- _Given problem_
Please filter the entries below and copy out every line that contains the word "basket".

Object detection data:
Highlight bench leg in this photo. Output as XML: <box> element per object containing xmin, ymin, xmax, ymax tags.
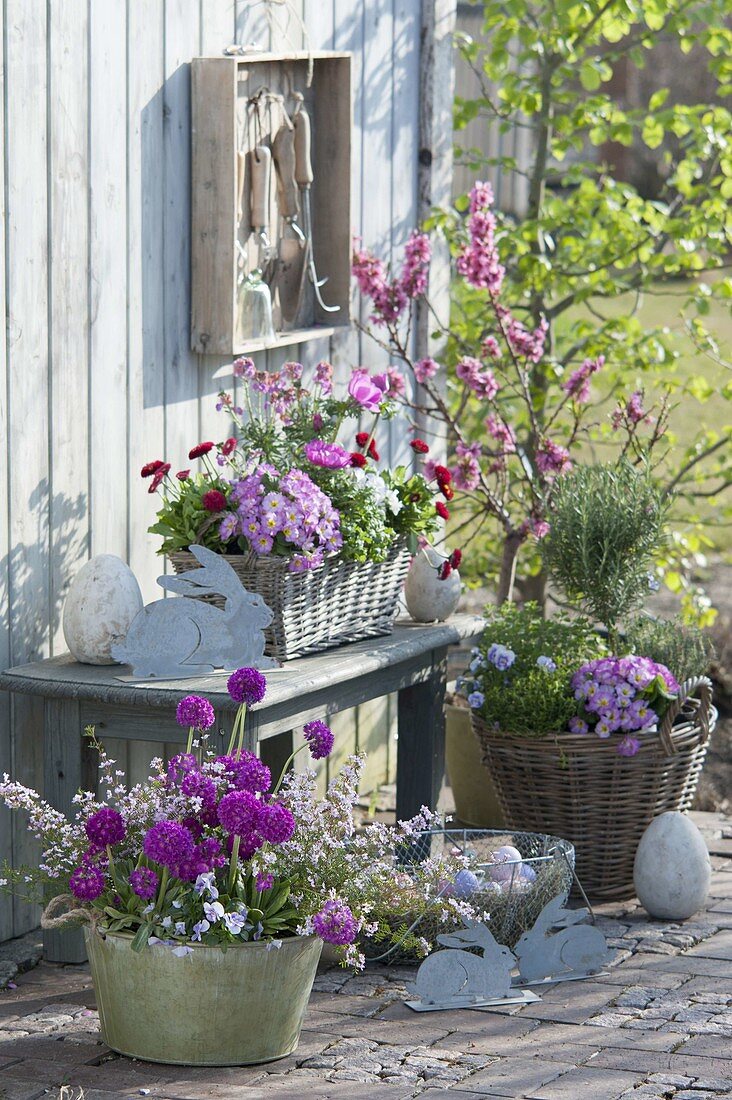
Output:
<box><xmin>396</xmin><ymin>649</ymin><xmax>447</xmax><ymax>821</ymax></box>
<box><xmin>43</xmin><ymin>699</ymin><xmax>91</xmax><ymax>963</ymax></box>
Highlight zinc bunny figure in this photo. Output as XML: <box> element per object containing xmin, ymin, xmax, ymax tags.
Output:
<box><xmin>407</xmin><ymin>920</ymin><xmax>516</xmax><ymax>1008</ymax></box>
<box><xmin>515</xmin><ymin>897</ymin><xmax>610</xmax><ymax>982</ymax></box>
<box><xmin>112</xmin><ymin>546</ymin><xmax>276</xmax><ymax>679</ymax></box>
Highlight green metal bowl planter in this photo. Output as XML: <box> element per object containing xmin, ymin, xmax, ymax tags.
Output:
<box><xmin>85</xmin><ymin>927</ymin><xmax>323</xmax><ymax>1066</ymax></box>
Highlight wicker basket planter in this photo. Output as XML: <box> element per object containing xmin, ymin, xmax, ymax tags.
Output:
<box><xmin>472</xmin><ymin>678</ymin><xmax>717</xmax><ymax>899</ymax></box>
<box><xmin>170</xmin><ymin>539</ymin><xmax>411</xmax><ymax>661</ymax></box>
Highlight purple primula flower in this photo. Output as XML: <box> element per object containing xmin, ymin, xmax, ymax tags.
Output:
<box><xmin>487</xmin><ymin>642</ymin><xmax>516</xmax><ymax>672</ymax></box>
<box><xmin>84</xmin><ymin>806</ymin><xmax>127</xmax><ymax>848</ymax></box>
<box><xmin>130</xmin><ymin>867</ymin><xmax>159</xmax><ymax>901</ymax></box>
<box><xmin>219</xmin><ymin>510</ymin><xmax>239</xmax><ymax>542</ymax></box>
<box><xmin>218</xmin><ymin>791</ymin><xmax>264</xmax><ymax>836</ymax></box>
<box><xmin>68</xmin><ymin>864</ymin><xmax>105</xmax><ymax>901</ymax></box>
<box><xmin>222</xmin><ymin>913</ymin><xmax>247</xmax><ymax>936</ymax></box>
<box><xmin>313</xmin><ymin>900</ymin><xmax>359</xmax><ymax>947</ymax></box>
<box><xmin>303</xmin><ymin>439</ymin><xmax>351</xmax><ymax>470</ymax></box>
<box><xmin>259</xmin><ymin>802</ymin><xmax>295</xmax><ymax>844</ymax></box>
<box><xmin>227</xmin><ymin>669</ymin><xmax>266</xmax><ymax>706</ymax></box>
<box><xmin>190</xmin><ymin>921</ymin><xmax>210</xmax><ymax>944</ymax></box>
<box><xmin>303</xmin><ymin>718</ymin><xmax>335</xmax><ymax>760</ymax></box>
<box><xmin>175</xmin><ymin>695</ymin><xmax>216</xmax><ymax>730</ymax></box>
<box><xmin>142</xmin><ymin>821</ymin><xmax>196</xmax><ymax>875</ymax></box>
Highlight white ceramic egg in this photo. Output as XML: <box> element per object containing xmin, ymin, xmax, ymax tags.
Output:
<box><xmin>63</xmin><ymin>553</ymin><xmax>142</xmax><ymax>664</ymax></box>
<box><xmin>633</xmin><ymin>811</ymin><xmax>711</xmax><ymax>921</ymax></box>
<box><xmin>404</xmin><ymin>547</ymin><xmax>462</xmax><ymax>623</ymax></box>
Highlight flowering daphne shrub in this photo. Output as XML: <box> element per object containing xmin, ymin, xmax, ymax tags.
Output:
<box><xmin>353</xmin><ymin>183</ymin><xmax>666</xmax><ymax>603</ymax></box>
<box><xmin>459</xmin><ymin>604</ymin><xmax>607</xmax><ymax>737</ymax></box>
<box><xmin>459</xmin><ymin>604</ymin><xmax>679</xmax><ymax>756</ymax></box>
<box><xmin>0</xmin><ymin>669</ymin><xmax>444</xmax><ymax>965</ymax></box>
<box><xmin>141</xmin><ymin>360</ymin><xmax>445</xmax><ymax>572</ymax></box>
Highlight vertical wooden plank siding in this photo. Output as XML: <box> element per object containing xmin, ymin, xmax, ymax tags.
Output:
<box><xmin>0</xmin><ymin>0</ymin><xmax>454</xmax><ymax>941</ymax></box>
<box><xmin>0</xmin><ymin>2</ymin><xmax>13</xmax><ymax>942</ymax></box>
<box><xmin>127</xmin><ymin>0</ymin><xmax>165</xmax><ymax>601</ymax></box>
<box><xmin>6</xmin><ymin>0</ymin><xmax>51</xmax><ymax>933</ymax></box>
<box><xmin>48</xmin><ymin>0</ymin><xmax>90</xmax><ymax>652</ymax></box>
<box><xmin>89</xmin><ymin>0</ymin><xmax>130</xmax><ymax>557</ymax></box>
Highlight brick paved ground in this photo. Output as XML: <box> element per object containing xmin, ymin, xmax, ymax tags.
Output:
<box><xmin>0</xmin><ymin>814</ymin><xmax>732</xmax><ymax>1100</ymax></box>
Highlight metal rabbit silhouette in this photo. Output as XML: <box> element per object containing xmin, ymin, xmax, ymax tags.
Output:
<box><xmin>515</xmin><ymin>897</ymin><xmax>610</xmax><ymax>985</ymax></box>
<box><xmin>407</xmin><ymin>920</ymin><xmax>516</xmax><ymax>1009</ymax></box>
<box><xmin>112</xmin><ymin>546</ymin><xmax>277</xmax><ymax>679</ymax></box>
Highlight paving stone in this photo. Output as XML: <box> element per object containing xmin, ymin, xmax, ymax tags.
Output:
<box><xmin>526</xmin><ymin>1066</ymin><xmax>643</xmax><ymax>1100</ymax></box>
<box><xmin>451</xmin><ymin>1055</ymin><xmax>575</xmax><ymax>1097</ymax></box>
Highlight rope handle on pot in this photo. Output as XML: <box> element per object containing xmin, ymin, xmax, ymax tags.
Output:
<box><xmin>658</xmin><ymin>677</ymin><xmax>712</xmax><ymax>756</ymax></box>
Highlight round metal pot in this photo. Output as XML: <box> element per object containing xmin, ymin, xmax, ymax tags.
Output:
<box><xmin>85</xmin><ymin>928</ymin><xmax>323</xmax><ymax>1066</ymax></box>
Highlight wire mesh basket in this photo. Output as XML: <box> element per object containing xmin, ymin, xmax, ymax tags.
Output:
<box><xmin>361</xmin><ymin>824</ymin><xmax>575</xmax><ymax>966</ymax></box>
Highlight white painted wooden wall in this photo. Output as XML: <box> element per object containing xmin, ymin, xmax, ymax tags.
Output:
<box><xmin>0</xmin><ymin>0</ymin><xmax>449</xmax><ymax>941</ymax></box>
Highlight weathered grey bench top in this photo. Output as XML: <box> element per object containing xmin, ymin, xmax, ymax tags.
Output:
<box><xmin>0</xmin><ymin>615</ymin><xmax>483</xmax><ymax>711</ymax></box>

* * *

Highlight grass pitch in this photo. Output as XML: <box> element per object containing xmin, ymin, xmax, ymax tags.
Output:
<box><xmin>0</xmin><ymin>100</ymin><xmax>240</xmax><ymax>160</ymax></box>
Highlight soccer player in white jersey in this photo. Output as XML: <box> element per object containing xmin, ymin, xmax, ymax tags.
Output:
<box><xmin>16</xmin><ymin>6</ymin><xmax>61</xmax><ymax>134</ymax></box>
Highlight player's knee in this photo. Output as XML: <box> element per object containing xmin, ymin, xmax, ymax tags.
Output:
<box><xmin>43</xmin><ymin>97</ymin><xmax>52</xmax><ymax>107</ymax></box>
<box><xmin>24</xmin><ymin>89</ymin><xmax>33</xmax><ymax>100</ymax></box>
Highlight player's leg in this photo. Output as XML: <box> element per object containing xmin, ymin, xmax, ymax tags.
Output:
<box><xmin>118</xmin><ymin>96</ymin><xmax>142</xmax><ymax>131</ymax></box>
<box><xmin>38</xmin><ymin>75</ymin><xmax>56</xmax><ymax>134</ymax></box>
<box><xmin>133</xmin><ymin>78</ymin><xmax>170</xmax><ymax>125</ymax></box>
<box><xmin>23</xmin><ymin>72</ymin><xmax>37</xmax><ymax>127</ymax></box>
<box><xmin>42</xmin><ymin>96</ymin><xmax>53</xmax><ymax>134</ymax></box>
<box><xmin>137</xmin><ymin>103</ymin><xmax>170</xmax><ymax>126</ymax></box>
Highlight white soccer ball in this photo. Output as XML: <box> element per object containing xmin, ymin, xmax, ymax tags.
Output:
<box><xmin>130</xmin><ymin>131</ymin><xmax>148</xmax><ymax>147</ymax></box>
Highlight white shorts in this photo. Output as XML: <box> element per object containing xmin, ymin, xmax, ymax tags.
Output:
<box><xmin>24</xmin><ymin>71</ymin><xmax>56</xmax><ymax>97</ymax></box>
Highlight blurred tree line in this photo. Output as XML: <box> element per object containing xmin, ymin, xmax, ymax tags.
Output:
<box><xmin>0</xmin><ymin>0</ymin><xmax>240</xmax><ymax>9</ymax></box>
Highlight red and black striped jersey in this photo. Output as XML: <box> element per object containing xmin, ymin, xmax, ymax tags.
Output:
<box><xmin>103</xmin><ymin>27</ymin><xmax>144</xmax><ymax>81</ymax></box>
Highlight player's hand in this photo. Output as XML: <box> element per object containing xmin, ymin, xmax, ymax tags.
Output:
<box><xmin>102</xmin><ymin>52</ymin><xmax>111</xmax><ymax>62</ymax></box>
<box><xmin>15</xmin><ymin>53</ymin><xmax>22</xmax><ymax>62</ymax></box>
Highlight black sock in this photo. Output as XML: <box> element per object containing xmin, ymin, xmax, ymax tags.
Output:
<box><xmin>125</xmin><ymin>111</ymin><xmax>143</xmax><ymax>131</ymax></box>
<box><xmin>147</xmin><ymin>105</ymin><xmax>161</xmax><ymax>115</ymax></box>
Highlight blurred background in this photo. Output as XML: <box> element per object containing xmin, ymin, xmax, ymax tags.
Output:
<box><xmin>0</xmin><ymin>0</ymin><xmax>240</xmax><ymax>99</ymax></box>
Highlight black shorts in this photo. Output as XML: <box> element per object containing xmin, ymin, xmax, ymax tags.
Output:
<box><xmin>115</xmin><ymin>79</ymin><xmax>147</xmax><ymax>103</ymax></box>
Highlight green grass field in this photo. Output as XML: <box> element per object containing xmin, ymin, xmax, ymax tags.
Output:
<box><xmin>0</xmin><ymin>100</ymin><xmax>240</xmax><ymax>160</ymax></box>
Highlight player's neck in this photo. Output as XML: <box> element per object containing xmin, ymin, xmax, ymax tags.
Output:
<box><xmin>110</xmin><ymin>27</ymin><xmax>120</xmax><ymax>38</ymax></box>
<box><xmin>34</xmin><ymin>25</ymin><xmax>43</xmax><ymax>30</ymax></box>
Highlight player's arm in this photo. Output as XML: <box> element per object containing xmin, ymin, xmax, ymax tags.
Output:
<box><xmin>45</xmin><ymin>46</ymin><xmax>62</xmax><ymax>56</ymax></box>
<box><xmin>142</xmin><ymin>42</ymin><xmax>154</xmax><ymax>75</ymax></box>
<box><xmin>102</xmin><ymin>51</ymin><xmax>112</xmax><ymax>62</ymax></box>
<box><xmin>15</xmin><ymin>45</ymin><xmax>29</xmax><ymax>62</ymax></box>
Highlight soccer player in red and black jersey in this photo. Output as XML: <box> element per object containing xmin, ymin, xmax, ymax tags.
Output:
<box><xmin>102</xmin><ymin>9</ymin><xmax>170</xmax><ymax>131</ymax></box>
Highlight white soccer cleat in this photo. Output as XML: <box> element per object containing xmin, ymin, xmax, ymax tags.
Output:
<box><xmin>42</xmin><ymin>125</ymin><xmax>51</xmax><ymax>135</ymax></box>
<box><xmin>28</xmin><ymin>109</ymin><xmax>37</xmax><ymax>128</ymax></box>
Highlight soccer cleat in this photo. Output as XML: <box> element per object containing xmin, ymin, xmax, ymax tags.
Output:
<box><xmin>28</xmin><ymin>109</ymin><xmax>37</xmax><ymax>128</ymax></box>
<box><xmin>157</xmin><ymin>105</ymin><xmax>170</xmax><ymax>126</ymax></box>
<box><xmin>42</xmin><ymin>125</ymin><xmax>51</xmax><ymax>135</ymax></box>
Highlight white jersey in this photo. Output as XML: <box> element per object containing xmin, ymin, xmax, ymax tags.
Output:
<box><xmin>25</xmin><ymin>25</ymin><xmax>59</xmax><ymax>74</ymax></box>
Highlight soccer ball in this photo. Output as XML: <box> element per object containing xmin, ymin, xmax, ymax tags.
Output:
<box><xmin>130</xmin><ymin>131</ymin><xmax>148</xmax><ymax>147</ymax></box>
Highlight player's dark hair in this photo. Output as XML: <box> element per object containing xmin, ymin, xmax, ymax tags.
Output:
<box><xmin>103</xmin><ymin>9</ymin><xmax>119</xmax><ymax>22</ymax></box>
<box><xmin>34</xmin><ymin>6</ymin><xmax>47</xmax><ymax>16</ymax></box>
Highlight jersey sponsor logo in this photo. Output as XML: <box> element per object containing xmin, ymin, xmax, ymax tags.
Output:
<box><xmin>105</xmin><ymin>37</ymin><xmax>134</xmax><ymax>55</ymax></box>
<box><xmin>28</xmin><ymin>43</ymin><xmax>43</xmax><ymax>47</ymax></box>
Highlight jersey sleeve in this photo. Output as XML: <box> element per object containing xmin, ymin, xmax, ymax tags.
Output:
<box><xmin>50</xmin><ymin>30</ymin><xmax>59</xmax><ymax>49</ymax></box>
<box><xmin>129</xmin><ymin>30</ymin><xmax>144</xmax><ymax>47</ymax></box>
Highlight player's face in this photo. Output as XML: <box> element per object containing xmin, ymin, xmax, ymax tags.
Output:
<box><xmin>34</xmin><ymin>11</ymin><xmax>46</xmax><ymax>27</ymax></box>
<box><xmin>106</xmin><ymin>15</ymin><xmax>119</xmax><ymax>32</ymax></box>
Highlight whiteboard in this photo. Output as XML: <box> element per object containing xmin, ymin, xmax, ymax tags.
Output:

- _Reply_
Highlight wicker basket planter in this photo. Output as XML: <box> element per object containing xmin, ymin, xmax, ymax tags.
Highlight wire mesh basket in this photo. Output as XML: <box> element per object containing xmin, ymin, xmax, ymax tags.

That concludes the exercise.